-- WORK REQUIRED --
Output every line below without omitting or altering anything.
##### DATA SECTION #####
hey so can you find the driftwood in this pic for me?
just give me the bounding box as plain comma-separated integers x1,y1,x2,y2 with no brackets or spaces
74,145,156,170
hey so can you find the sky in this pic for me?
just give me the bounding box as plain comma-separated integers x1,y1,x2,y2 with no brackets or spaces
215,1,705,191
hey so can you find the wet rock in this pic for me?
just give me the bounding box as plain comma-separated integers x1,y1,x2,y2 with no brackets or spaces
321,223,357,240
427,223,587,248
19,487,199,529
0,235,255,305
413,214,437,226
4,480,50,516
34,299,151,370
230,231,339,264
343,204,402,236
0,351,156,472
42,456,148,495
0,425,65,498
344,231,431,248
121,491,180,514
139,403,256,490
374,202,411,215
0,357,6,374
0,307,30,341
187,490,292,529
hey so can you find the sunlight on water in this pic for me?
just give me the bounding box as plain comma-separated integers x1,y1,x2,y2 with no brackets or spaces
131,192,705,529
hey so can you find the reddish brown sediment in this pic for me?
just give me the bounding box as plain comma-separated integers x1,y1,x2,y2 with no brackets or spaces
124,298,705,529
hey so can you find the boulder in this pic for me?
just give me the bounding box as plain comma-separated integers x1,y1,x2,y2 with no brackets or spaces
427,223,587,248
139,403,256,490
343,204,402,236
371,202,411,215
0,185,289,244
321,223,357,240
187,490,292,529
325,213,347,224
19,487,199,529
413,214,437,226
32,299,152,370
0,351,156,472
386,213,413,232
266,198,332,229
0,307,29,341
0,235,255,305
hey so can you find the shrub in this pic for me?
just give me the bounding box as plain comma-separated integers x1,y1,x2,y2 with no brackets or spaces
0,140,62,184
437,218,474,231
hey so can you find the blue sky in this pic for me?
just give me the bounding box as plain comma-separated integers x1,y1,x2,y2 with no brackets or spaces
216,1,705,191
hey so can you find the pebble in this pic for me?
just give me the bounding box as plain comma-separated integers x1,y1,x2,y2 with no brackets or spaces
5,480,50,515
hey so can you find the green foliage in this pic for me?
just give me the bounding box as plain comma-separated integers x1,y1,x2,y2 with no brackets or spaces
#####
-- RESPONSE FOR THIS EXERCISE --
hey so can you find the driftwood in this pic for me?
just give me the bounding box as plain comma-separated integers x1,y1,x2,y2 with no brackets or spaces
74,145,156,170
hey so can you find the sky in this pic for me?
just give me the bounding box as plain comma-separated integers x1,y1,x2,y2 with no brackets or spaces
215,1,705,191
hey so can you find the wet rock in this pic for me?
just give me the bounding box as plain comma-separated integers x1,y1,x2,y2 with no brackets or spaces
321,223,357,240
427,223,587,248
19,487,199,529
0,235,255,305
413,214,437,226
4,480,50,516
34,299,151,370
230,231,339,264
343,204,402,236
0,351,156,472
42,456,148,495
0,425,65,498
344,231,431,248
121,491,180,514
139,403,256,490
374,202,411,215
0,357,6,374
0,307,30,341
187,490,292,529
hey so can you find the sunlight on water in this pic for me?
just give me the bounding box as plain comma-separated integers x1,y1,x2,y2 with no brackets or spaces
131,192,705,529
hey so can you find the reddish brown sediment in this pic for me?
just give me the bounding box as plain comma-separated integers x1,y1,x2,y2 with no brackets or spaces
124,298,705,529
hey so can you find the boulder in this pic for me?
just give me the bounding box as plain comma-separated integers x1,y1,x2,y2 with no brackets or spaces
427,223,587,248
139,403,256,490
343,204,402,236
371,202,411,215
0,185,289,244
321,223,357,240
187,490,292,529
325,213,347,224
19,487,199,529
413,214,437,226
32,299,152,370
0,351,156,472
386,213,413,232
266,198,332,229
0,307,29,341
0,235,255,305
hey so can you find the shrub in this pic for me?
just give me the bounding box as plain comma-separated integers x1,y1,x2,y2 with no brackets or spaces
0,140,62,184
437,218,474,231
hey so can you find the blue sky in this pic for me?
just give me the bounding box as plain comma-separated integers x1,y1,x2,y2 with no brackets or spaces
216,1,705,191
hey so can you find the pebble in this pic for me?
just give me the bounding box as plain comma-separated integers x1,y1,x2,y2 with no brackets or spaces
5,480,50,515
hey so can you find the green foliage in this pic for me?
just give me the bounding box as plain comma-separated integers x1,y1,x2,y2 with no brackets or spaces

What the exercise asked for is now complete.